Assignment: Restate each record below word for word, skipping images.

Given records:
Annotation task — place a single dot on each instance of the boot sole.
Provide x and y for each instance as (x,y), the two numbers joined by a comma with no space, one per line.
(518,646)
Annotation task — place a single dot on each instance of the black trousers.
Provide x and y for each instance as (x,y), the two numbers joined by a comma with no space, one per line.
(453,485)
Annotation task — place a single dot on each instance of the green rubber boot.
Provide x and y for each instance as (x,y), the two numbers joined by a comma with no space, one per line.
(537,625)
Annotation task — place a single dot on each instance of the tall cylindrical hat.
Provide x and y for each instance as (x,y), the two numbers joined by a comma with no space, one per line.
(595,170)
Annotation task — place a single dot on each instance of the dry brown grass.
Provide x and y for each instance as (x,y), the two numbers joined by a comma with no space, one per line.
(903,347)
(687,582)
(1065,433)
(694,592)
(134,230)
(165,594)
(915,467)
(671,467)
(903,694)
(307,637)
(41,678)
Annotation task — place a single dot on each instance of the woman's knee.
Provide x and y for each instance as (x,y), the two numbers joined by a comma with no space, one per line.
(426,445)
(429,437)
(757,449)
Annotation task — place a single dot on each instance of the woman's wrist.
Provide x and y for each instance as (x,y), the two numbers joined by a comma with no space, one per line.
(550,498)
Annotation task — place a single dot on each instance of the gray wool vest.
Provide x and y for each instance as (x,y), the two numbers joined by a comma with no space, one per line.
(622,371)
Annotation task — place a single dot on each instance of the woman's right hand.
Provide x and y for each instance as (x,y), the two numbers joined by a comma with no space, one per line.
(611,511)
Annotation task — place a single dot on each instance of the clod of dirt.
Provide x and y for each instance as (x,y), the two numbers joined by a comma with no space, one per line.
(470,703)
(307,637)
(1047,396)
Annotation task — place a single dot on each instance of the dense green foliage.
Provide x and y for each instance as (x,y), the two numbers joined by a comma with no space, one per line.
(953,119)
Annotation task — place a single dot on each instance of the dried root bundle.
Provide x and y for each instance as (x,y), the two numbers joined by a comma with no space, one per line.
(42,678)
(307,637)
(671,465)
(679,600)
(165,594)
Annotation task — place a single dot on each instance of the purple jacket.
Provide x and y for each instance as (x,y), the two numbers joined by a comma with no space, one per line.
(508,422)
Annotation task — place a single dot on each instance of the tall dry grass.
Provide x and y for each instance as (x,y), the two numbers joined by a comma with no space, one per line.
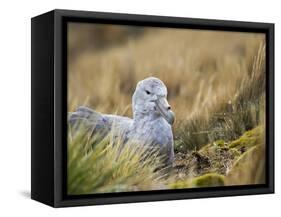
(216,87)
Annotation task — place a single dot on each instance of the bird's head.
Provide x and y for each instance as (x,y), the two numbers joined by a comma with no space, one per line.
(150,98)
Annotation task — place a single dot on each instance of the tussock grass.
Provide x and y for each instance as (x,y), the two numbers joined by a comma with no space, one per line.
(216,85)
(108,165)
(231,118)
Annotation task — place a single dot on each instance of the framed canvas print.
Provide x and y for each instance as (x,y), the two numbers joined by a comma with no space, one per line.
(131,108)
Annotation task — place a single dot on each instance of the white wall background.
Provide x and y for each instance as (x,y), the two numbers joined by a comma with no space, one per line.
(15,106)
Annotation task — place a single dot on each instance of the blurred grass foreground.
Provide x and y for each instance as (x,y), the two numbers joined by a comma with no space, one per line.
(216,86)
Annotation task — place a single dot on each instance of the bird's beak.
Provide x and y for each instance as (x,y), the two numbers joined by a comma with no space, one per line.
(164,108)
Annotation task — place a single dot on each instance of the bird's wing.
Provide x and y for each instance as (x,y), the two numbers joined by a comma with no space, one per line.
(98,123)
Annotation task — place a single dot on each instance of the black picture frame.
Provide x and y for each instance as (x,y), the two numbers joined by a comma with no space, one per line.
(49,107)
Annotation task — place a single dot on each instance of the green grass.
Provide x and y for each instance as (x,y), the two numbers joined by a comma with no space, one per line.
(98,166)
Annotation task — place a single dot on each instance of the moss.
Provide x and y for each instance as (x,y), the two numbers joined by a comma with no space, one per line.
(248,139)
(249,168)
(207,180)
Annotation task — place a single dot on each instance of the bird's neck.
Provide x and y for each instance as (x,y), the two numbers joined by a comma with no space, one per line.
(145,117)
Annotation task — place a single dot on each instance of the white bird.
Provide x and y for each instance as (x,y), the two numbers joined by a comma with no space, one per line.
(152,118)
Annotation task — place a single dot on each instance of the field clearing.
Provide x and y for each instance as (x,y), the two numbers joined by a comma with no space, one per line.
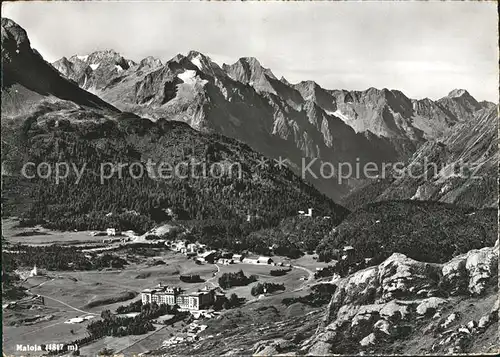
(45,236)
(68,293)
(292,279)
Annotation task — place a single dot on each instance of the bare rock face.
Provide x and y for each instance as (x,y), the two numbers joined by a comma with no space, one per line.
(380,305)
(28,79)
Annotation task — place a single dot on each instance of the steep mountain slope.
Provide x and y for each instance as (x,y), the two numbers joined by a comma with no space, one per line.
(302,122)
(208,176)
(461,169)
(426,231)
(95,71)
(413,307)
(27,79)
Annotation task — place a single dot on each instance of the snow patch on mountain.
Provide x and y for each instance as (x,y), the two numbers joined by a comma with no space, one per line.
(197,62)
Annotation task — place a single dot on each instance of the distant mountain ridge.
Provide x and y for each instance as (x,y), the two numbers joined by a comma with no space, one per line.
(302,122)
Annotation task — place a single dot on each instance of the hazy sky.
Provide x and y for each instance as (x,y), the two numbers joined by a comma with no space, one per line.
(424,49)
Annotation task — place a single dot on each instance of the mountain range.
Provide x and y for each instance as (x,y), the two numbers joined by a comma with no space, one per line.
(302,122)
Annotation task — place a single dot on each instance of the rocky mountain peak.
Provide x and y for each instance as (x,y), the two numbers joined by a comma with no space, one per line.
(205,63)
(458,93)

Written solution:
Annotation task — place a single dot on each instance of the boot sole.
Provide x and y for each instance as (x,y), the two numbers joined by a comma with no space, one per line.
(518,646)
Annotation task — place a single dot on each instance of the black trousers.
Provide x and y for each instance as (x,y), the two numbers joined by a comma with no space, one per line.
(453,485)
Annotation task — place a single dot on each instance of the green rubber boot.
Provide x and y for each instance as (x,y), the two numbers joined by a comma with no space, one per line.
(537,625)
Annotation task — place a single dot on each instance of the tall cylindrical hat.
Provide x and y for each instance as (x,y), the two numbers joined by a comma with no space, one per line.
(595,170)
Annotation task — place a single dot on each instance of the dry brown grass.
Provide x and y for each instance as (x,y), the two numbers joined by a comma with no space, one per line.
(903,347)
(687,582)
(1065,433)
(694,592)
(134,230)
(165,594)
(915,467)
(671,467)
(903,694)
(307,637)
(41,678)
Annotation task — place a single dot on each instance of the woman's knee.
Provide x and y for each instance as (x,y), the two numbers joined by a comma with no space, one per line.
(426,445)
(429,437)
(757,449)
Annotation task — place a single dot on each instance of the woman's wrist.
Provide x and y for each instance as (x,y), the two numbers joined by a comma with no space, one per line.
(550,498)
Annotation task — place a single dot on each instance of the gray wool vest.
Provide x and y for each instance as (x,y), the two numbers joined by a comma with no space, one per line.
(622,371)
Annotation task — place a single dot on each instance of the woman's right hand.
Provide x and y for each instance as (x,y), the two numbers joined by a comma with no space, one per line.
(611,511)
Annotation task — place a single dot on each instance of the clod of dirt.
Provide x and y for each instance as (x,y), the two numbers joined by a comma with no space, one per line.
(470,703)
(307,637)
(1047,396)
Annotation task — place a single dot on each instance of the dense green foliage.
Provide x and y for each instance as (x,y), the two numbers joined by a comma with no space, one per line.
(953,119)
Annotation task — place a single dot on each instance of the dried root bundle.
Provide x and y for each instance as (x,y), the two numbers joined by a comma with no space, one per line.
(42,678)
(307,637)
(671,465)
(679,600)
(165,594)
Annotation task — place a single dot on each instance of the purple jacket.
Provide x and y for each instance as (x,y), the two numbers joined by a comma with no space, one per line.
(508,422)
Annotation task — place a single dot on each instance of the tall dry grass.
Provide x and y for each instance as (x,y), the two numbers joined by a comma with no space, one per line.
(216,87)
Annotation task — place a single dot on each instance of the bird's head.
Provide x and y for each instance as (x,y), the two numbers joined by a comma with no space, one per line.
(150,98)
Annotation task — place a single dot on each instance of the tussock grass.
Provide x and y for each instance as (x,y), the two numbers joined by a comma with no space, one per line.
(216,85)
(108,165)
(231,118)
Annotation task — place a single dot on each instance of the framed canvas print.
Provide x and y for each instance as (x,y), the two numbers joined by a comma with no space, one per line.
(131,108)
Annotation task — place a single dot on each instance of the white wall background.
Provide x and y for each instance as (x,y), the two numbers joined by a comma with no space, one per line.
(15,106)
Annotation task — place a single dot on each instance of the blurred grass foreground.
Provide x and y for each instance as (x,y), the two numbers joined by a comma with no space, one per line.
(216,86)
Annotation task — place a single dot on each instance of the bird's beak.
Provide x and y for each instance as (x,y), the two numbers joined by a comma with no space, one per line.
(164,108)
Annotation task — place a single dot on each instance of the bird's wing.
Provide x and y for each instance as (x,y), the two numbers joined by a comma with no space, one per line.
(98,123)
Annotation task — place a single dot on each instance of the black picture frame.
Provide x and y for each instance as (x,y), the two numbers joined by a comma with no space, one per line.
(49,107)
Annotation task — place a single dot on each instance of the green grass.
Provide x and y for each instance as (x,y), the two numbers joined by a comma with no space, one per line.
(98,166)
Annotation task — place a single dot on each instance of the moss.
Provide x and y for each instance as (x,y), the two numbers joined by a comma with no space, one per line.
(248,139)
(249,168)
(207,180)
Annotation task — place a single dot on each instance of the bird's neck.
Provide x and y for each instance as (x,y), the two numbers joined by a comma with no space, one per line.
(145,117)
Annotation task — place a single dot on each instance of the white bird.
Provide x and y for each instance as (x,y), the two numbers joined by a comma with no space, one per line.
(152,118)
Annotation task — place a single dot on each instance of the field clearing.
Provide x and y for each instance as (x,y), the two numbers joined by a comma with no space, one per line.
(45,236)
(68,293)
(292,279)
Annotation task — place a single dot on each instance of the bare rock face.
Provide x and y for each instance as (x,y), the two numbers joined by a comma with no space, one per line.
(380,305)
(28,79)
Annotation task — place a single dot on each instance of the steep mountain slope.
Provide x and y for each instance as (x,y), the two numbers joined by a comma with no space, one per line.
(302,122)
(208,176)
(461,169)
(426,231)
(95,71)
(413,307)
(27,79)
Annotation task — place a single dot on each instance of the snow patch on mountain.
Provide x and y for each instance as (x,y), the two numbers joined by a comma with no space, one per line.
(197,62)
Annotation task — place a single dot on each instance of the distant mountain ridge.
Provide x and y for each instance as (x,y), the two numbers joined by a comma with no space, one per line.
(302,122)
Annotation task — place a single dot on each instance of the hazy sky.
Provide x and y for each instance as (x,y), the two numbers joined by a comma with no space, one per line.
(424,49)
Annotation task — place a single dot on each instance of the mountain range.
Provide x and y for each instance as (x,y), the two numbers joined by a comma with no space, one per line.
(302,122)
Annotation task — place a single dot on each instance of the rocky mountain peak.
Provide x and y for each instance as (x,y), the two numbers joined by a comma with no space, one per line.
(205,63)
(458,93)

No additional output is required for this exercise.